EXERCISE
Copy out, precisely as given, the lines from the line with "Note to the class: mark the black sweater" to the end of the entries that follow.

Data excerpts
******

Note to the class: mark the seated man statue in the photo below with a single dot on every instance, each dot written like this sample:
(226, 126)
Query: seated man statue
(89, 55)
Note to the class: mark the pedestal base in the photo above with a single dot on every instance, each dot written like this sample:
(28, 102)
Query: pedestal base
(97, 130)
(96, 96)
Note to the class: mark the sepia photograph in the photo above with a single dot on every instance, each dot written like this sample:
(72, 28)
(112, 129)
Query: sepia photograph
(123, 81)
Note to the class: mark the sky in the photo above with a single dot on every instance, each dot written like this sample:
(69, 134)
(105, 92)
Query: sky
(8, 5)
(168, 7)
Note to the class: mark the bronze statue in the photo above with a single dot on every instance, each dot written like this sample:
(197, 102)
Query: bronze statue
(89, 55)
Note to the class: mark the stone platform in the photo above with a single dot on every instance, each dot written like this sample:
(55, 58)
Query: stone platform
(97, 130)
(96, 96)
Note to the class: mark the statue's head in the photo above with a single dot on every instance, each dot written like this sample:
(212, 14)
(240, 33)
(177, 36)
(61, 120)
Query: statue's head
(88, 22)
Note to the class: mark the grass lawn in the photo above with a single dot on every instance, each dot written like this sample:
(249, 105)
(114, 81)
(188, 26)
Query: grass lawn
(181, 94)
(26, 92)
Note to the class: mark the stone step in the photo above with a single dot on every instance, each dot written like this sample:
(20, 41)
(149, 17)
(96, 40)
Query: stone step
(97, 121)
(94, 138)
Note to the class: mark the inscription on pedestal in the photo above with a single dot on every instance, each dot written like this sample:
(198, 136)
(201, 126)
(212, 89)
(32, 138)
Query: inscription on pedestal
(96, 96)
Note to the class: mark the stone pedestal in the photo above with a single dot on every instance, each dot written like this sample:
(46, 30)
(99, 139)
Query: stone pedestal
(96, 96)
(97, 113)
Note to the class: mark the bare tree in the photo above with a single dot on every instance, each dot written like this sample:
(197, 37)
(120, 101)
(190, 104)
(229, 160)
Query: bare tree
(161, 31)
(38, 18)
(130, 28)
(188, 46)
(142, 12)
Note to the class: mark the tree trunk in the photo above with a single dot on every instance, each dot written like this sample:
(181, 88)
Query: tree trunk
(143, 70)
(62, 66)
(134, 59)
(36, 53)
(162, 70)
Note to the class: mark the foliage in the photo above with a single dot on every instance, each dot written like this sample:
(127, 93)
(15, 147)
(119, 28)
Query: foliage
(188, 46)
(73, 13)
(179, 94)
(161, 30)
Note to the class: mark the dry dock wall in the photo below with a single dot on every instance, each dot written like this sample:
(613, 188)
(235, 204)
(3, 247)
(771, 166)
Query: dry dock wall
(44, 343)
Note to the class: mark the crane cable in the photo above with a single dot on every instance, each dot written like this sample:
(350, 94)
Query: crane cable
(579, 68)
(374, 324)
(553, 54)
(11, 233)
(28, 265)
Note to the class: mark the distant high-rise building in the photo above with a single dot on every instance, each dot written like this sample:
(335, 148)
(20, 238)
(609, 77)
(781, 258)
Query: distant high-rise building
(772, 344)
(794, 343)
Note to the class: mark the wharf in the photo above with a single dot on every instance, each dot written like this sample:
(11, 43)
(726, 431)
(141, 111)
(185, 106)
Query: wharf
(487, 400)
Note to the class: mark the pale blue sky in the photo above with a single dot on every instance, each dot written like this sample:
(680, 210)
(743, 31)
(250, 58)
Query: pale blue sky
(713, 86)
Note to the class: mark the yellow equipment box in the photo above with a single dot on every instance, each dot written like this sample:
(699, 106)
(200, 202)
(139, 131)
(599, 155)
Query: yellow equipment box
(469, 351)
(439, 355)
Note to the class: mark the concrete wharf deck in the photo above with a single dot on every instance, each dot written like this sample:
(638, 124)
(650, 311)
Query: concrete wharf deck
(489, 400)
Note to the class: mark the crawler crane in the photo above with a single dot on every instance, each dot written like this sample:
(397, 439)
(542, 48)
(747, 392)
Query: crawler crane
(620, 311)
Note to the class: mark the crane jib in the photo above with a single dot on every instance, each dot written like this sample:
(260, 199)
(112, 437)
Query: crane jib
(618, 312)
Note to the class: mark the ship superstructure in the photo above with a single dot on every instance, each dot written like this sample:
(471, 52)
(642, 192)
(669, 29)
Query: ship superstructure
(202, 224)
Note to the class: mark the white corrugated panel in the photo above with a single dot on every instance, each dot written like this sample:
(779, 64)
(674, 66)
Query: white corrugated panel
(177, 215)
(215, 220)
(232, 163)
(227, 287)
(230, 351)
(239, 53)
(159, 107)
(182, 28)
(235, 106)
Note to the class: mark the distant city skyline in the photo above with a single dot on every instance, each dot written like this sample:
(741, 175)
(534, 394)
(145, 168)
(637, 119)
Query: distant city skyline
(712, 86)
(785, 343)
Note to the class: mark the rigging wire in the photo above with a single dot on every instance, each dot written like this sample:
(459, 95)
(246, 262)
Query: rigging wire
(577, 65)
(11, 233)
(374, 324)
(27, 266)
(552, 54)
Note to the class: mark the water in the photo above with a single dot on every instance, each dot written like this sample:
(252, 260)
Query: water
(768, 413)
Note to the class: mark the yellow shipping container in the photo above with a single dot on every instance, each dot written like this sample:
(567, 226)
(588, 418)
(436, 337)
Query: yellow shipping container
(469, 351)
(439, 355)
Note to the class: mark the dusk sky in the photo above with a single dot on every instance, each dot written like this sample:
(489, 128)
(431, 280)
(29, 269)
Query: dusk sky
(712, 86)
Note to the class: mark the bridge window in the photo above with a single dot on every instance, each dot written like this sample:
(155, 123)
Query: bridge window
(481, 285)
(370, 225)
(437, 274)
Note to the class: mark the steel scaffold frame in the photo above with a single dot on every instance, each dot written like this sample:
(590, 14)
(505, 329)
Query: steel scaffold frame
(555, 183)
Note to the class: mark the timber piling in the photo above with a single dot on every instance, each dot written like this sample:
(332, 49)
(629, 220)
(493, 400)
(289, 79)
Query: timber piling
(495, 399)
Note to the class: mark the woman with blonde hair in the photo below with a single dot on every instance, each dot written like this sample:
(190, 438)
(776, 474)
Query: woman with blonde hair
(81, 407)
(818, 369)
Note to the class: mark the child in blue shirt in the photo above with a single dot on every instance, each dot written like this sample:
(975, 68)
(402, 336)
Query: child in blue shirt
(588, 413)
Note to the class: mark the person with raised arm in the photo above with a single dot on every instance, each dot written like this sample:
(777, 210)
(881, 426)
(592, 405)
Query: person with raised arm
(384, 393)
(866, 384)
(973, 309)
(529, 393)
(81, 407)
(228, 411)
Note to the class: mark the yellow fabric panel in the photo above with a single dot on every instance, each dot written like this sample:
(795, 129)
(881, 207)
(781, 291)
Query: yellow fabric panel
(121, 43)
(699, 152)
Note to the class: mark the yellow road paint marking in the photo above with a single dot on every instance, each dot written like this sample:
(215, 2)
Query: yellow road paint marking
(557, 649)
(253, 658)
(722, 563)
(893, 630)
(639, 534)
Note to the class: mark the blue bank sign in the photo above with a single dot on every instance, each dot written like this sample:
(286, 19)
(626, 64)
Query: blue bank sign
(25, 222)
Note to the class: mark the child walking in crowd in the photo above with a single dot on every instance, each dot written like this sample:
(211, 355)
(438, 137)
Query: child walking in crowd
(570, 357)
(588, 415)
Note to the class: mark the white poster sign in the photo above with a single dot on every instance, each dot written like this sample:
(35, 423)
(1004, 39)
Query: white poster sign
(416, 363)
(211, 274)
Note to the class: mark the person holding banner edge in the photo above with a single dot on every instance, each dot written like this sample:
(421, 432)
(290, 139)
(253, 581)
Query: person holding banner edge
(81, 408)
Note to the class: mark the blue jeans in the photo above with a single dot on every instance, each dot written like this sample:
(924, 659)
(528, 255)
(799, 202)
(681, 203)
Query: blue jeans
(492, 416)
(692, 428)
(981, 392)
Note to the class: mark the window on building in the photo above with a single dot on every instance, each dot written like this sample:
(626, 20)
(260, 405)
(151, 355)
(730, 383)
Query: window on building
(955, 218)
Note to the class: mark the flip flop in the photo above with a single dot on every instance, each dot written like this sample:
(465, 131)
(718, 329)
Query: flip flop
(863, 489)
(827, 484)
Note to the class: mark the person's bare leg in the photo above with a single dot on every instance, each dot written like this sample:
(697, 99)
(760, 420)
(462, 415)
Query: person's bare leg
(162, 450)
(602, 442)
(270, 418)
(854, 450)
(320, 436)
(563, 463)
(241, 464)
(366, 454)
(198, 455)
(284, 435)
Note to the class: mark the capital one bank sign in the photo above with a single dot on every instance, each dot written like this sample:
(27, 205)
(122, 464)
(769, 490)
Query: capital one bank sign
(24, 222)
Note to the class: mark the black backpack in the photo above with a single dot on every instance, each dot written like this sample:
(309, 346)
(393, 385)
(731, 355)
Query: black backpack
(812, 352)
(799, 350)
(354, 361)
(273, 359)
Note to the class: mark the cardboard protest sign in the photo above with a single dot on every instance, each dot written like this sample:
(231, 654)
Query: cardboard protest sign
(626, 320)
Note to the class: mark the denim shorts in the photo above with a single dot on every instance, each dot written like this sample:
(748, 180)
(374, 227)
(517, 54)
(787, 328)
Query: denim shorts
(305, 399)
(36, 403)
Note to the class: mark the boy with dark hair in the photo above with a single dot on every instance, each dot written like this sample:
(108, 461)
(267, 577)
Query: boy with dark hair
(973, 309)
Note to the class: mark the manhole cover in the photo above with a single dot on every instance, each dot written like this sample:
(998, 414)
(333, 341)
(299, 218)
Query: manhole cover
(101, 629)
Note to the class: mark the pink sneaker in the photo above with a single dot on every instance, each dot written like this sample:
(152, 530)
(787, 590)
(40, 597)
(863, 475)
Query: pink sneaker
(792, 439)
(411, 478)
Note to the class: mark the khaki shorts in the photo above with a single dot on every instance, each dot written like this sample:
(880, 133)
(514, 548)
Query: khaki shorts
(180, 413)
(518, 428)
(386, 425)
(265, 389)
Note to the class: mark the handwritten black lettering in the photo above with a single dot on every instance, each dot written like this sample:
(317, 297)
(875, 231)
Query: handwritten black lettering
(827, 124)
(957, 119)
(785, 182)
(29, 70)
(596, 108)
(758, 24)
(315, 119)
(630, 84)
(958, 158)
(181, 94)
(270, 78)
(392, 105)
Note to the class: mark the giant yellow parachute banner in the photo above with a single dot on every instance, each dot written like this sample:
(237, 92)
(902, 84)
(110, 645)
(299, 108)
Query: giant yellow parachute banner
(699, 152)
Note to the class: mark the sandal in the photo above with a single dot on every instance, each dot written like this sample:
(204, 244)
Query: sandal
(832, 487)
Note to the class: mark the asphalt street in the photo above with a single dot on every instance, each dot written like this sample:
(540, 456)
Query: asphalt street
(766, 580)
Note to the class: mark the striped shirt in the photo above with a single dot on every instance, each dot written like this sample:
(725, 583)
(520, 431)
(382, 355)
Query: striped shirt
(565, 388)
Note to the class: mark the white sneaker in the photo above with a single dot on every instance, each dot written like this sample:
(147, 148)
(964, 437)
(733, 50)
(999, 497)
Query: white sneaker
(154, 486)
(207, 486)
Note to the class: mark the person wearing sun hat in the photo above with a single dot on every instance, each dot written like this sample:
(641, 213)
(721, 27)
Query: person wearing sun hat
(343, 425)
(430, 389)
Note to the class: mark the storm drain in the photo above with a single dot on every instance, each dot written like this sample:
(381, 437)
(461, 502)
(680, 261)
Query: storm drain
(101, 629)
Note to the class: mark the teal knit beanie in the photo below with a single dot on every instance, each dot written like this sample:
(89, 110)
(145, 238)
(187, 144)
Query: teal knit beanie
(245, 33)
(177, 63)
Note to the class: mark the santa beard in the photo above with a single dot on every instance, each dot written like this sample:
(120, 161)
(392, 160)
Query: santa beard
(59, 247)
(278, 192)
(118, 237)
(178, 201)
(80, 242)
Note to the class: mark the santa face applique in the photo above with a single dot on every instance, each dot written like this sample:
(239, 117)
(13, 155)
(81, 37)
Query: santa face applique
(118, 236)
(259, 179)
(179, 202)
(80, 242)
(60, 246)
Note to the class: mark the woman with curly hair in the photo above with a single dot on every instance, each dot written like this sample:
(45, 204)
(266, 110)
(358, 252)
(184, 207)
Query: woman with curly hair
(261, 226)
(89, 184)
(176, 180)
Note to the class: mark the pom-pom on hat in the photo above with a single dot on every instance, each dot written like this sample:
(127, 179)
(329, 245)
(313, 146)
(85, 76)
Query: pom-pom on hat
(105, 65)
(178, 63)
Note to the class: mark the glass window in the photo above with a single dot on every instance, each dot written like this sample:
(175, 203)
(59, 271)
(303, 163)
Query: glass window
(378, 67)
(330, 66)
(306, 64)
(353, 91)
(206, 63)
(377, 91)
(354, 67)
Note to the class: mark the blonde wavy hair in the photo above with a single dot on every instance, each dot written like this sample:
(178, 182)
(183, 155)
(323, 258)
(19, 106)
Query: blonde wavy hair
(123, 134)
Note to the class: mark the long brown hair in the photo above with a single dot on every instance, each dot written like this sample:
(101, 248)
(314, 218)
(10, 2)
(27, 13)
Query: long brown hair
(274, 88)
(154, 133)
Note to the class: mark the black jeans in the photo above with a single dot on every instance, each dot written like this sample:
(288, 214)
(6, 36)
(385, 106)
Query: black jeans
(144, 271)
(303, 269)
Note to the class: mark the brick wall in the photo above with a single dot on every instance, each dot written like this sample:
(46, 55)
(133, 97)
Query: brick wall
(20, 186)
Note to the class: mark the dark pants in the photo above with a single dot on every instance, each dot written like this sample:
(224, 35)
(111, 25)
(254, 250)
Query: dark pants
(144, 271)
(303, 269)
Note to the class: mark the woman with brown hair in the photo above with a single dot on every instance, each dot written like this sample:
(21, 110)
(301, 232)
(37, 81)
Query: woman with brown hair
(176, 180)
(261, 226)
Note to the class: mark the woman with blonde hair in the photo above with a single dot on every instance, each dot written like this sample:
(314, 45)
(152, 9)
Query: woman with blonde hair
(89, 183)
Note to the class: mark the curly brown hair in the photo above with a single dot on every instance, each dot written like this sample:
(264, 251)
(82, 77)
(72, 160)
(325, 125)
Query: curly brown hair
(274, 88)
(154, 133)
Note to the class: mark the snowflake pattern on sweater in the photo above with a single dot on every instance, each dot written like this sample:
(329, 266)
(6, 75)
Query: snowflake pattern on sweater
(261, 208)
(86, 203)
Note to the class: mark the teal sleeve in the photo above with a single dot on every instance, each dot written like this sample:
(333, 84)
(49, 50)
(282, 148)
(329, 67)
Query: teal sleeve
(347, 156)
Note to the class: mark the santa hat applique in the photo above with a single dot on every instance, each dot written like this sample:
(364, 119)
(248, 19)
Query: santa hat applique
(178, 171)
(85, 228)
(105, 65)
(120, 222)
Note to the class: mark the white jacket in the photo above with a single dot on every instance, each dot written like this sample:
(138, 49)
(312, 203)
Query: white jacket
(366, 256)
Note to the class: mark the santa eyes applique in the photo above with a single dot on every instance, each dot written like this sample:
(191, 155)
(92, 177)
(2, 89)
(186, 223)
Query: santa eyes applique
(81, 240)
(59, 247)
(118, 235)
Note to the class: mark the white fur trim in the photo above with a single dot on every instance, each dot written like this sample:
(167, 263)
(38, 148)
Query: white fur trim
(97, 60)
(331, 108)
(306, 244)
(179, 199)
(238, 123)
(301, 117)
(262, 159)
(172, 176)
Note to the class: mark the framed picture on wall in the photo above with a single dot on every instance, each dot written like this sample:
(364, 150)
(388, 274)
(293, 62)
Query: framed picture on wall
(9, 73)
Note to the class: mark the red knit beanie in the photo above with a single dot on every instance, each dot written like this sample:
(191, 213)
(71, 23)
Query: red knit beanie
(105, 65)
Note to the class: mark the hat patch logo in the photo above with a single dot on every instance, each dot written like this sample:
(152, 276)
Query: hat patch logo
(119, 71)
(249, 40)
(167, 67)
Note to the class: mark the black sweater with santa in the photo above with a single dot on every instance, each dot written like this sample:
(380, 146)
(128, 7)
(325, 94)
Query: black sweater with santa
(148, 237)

******

RESULT FOR THIS TASK
Note to the class: mark the black sweater with santa in the photo above with a single dot on every instance, each dot written like this sample:
(380, 146)
(128, 7)
(325, 94)
Query: black sweater with santa
(148, 237)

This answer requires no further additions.